[Start of section]

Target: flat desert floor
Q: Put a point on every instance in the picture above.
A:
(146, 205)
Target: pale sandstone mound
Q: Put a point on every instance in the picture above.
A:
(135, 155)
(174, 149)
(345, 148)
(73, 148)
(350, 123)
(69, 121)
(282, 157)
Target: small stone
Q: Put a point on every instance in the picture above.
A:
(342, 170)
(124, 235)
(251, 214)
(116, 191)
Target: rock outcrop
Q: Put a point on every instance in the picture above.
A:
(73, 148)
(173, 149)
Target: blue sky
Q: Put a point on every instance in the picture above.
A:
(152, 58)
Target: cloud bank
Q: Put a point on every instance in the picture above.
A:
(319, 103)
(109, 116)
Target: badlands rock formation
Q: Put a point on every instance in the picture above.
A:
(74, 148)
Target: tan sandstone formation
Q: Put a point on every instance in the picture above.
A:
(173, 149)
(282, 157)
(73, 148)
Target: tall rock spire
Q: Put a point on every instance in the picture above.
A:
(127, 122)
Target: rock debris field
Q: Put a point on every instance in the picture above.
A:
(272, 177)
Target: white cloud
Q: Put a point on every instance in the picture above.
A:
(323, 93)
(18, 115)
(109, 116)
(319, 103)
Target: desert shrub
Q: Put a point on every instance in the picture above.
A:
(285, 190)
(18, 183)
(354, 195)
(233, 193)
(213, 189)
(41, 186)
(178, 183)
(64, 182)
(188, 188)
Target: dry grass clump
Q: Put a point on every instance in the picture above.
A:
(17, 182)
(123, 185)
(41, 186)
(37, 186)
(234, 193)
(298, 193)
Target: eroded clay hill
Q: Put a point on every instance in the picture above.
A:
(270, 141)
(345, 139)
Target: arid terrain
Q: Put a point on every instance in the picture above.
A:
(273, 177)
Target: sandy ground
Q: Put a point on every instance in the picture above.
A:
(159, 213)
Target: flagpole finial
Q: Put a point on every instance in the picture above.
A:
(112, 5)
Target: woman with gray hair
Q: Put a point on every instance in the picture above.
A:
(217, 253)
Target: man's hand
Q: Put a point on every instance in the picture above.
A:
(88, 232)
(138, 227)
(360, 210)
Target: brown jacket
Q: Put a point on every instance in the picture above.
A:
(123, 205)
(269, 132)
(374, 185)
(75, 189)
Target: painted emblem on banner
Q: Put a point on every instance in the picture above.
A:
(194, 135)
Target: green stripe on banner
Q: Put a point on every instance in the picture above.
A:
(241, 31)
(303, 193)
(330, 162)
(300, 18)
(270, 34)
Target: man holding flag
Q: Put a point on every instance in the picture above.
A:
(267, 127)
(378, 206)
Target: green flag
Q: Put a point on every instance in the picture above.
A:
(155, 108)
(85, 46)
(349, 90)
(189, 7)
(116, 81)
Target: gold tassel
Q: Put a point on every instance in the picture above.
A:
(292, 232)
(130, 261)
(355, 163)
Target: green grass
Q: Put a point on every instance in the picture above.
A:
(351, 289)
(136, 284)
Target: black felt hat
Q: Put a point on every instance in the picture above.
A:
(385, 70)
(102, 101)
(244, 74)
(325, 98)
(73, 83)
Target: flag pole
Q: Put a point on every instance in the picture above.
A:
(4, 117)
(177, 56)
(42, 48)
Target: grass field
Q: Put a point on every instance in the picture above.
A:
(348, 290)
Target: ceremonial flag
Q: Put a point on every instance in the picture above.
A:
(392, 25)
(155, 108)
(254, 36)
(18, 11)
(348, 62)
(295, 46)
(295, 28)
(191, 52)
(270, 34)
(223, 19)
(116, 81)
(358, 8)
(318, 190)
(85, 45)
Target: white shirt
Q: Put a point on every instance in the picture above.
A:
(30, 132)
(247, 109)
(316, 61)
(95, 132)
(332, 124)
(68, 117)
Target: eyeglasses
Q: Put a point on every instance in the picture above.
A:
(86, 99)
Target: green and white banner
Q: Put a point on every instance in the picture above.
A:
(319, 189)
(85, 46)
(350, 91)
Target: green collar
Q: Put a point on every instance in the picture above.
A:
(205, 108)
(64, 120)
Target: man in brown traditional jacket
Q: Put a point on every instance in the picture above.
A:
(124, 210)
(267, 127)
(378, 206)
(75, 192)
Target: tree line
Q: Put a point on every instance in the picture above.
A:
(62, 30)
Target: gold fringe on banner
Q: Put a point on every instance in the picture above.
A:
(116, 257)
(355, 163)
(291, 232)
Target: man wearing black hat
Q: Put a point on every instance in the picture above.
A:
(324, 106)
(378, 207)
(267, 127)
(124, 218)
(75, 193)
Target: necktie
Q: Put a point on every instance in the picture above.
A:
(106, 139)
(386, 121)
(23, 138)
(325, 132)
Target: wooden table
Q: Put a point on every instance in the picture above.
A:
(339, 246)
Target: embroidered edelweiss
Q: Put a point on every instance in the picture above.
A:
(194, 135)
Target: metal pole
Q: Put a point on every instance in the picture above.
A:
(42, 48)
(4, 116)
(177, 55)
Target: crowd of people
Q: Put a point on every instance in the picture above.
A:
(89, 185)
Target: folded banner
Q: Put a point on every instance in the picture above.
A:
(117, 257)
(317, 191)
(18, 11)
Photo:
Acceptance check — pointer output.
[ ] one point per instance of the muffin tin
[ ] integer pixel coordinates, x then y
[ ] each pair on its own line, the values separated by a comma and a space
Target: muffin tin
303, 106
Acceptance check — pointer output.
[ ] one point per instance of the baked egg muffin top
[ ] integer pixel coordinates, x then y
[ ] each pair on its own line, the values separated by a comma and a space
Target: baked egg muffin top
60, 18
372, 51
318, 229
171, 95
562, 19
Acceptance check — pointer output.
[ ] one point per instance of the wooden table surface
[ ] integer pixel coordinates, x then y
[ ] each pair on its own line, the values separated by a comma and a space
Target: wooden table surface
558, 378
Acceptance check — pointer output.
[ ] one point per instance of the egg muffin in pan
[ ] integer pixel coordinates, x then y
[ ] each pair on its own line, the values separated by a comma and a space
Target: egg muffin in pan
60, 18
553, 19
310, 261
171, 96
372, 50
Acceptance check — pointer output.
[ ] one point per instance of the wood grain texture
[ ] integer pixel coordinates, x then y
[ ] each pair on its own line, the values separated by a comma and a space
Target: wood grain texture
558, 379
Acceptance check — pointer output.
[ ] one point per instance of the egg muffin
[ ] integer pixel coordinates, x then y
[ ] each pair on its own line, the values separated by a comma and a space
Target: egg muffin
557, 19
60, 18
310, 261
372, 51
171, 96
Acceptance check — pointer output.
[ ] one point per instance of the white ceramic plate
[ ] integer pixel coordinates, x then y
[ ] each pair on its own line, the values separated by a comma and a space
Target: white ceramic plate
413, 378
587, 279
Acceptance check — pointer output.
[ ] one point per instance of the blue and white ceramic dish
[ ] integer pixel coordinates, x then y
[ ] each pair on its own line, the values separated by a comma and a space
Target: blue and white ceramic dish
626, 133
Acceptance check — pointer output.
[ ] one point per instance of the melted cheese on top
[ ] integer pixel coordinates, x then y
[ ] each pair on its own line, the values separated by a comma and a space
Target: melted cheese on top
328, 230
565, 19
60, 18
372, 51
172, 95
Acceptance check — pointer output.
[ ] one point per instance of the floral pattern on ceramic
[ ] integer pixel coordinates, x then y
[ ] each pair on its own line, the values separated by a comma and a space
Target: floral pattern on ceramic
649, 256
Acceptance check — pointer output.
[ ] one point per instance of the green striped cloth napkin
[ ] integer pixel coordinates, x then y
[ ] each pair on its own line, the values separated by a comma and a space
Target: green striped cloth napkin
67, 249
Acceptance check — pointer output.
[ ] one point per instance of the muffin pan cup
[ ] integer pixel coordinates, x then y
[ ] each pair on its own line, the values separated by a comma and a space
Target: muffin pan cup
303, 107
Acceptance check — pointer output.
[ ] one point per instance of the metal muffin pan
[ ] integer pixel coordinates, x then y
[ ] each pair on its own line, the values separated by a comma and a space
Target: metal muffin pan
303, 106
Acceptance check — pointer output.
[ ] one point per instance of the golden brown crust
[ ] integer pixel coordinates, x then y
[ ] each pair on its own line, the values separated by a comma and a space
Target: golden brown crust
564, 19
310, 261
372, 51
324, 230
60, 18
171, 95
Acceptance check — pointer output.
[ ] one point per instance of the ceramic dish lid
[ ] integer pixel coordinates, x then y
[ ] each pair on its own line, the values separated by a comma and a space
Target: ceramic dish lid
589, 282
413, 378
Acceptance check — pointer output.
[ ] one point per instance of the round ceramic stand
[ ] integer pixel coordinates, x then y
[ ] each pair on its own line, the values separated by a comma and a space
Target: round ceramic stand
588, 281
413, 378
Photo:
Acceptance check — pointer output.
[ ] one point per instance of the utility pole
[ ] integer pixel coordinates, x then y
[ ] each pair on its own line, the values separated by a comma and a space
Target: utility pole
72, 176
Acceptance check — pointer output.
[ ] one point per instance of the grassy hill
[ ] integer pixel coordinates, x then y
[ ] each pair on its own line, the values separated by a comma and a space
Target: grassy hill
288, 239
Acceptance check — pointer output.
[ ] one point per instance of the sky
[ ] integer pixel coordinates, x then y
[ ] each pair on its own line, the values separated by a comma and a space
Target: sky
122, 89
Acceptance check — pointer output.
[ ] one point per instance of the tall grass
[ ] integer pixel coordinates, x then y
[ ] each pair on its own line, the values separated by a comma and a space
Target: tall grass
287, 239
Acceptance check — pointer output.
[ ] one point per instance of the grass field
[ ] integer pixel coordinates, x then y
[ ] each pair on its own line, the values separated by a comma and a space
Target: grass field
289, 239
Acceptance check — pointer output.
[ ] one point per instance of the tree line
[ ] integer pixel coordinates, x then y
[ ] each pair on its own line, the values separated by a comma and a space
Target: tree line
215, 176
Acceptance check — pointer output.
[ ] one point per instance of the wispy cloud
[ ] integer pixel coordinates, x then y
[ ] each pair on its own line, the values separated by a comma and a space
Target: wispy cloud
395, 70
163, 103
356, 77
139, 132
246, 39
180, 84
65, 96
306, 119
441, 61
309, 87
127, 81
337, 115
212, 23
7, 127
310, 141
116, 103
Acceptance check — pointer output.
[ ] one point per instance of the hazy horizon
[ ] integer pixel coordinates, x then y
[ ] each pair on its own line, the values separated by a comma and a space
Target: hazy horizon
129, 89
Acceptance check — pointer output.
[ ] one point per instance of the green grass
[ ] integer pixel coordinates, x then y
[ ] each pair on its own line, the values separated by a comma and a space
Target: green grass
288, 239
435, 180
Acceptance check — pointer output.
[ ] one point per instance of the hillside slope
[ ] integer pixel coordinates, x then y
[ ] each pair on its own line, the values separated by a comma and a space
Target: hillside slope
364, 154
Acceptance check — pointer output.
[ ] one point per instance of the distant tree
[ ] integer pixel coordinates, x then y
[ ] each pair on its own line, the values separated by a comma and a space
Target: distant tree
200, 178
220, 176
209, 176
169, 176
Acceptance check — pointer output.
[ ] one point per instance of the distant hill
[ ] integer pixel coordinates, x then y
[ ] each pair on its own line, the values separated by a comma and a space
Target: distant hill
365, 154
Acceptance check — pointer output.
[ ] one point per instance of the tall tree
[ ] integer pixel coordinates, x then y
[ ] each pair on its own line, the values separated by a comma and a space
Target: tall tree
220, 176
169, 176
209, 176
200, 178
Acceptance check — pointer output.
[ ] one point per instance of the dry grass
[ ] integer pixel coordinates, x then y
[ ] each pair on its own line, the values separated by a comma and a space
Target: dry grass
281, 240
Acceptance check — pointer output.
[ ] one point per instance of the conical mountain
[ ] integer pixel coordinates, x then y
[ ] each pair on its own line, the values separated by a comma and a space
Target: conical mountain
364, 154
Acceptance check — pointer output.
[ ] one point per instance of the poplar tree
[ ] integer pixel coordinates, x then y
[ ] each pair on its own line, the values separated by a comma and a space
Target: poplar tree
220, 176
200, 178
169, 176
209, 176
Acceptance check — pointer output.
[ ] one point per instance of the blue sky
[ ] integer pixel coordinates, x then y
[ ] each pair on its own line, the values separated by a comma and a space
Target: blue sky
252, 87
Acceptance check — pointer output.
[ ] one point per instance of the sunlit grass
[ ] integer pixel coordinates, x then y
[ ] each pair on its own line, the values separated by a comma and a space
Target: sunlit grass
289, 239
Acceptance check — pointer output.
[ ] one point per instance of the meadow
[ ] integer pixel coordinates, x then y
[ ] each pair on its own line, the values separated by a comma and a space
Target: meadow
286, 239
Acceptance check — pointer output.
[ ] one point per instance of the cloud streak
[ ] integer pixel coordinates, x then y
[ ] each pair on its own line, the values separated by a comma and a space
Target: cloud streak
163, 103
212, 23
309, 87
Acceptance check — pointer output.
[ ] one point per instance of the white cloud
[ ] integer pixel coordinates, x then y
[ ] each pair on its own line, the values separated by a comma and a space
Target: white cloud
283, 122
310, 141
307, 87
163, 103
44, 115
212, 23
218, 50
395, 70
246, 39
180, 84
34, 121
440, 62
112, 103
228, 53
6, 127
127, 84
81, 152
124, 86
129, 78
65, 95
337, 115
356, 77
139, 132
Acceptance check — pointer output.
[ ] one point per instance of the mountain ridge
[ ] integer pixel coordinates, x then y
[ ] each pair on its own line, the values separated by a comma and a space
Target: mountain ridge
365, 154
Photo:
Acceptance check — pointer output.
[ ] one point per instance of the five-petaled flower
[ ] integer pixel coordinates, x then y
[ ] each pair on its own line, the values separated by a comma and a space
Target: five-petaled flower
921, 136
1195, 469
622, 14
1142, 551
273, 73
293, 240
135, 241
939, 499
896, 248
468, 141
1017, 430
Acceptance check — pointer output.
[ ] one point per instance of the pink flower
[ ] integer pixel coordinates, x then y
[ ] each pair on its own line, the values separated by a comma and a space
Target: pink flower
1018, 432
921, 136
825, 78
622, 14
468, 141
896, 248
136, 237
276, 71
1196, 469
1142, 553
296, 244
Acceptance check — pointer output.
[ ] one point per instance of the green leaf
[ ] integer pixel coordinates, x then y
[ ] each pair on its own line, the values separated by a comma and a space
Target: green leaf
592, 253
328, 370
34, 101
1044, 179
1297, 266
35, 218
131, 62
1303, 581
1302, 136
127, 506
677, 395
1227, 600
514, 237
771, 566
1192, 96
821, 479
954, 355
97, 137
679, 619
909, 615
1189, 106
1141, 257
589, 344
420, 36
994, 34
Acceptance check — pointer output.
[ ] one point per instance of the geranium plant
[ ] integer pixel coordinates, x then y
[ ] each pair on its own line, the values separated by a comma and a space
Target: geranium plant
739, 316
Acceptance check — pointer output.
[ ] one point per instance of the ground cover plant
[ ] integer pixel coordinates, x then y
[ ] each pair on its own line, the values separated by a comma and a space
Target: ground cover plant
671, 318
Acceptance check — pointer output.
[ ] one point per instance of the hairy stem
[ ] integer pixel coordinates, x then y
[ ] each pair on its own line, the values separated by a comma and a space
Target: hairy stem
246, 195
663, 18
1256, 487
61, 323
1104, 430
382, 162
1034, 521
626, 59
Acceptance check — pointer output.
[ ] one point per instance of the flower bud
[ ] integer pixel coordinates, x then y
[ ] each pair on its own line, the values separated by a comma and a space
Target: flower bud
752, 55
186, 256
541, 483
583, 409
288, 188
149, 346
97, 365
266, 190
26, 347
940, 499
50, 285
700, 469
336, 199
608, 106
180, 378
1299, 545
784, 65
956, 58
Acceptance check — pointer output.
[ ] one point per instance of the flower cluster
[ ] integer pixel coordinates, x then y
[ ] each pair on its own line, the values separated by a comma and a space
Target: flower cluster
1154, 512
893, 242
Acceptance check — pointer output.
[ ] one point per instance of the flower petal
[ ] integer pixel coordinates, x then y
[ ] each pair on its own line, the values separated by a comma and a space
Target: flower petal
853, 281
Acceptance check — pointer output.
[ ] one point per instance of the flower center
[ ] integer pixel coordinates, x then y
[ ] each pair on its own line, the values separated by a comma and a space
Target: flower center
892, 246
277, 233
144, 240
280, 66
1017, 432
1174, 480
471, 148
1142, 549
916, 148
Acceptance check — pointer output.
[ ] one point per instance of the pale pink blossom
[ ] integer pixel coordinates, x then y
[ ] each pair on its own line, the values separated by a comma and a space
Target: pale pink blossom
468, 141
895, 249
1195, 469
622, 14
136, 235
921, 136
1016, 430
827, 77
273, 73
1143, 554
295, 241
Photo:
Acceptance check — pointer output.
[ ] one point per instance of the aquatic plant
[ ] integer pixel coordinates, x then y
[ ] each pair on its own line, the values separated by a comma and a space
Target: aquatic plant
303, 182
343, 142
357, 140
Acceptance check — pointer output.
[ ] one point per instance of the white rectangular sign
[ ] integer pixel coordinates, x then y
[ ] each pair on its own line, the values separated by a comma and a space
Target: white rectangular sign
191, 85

[End of section]

EXERCISE BRIEF:
In the records above, find the line containing "Target: painted emblem on banner" and restate word for word every line from the first through that one.

REPLY TO THE TASK:
Target: flat desert floor
Q: Put a point on every instance in the picture above.
A:
(146, 205)
Target: pale sandstone mound
Q: Put a point on every instance in the picture above.
A:
(135, 155)
(174, 149)
(345, 148)
(73, 148)
(350, 123)
(69, 121)
(282, 157)
Target: small stone
Q: Put a point on every instance in the picture above.
A:
(342, 170)
(124, 235)
(251, 214)
(116, 191)
Target: rock outcrop
Q: Put a point on every instance in the picture above.
A:
(73, 148)
(173, 149)
Target: blue sky
Q: Put a point on every instance in the picture above.
A:
(152, 58)
Target: cloud bank
Q: Put a point on every instance in the picture above.
A:
(319, 103)
(109, 116)
Target: badlands rock formation
Q: Put a point on every instance in the picture above.
A:
(74, 148)
Target: tan sandstone formation
Q: Put a point on every instance in the picture above.
A:
(173, 149)
(282, 157)
(73, 148)
Target: tall rock spire
Q: Put a point on every instance in the picture above.
A:
(127, 122)
Target: rock debris field
Q: Put a point on every instance in the picture above.
A:
(272, 177)
Target: white cloud
Q: Put a point on every instance in the picture above.
A:
(323, 93)
(18, 115)
(109, 116)
(319, 103)
Target: desert shrub
Q: Put a point on every instance in the picture above.
A:
(285, 190)
(18, 183)
(354, 195)
(233, 193)
(213, 189)
(41, 186)
(178, 183)
(64, 182)
(188, 188)
Target: dry grass clump
Q: Put a point on every instance in the picture above.
A:
(17, 182)
(123, 185)
(41, 186)
(37, 186)
(234, 193)
(298, 193)
Target: eroded clay hill
Q: Put a point on every instance in the picture above.
A:
(270, 141)
(345, 139)
Target: arid terrain
Q: Put a point on every instance in the picture above.
A:
(273, 177)
Target: sandy ground
Q: Put a point on every instance in the picture above.
A:
(159, 213)
Target: flagpole finial
Q: Put a point on every instance in the picture above.
A:
(112, 5)
Target: woman with gray hair
Q: Put a point on every instance in the picture above.
A:
(217, 253)
Target: man's hand
Q: Put a point on every instance in the picture above.
A:
(88, 232)
(138, 227)
(360, 210)
Target: brown jacket
Q: Put a point on every instance in the picture above.
A:
(123, 205)
(269, 132)
(374, 185)
(75, 189)
Target: painted emblem on banner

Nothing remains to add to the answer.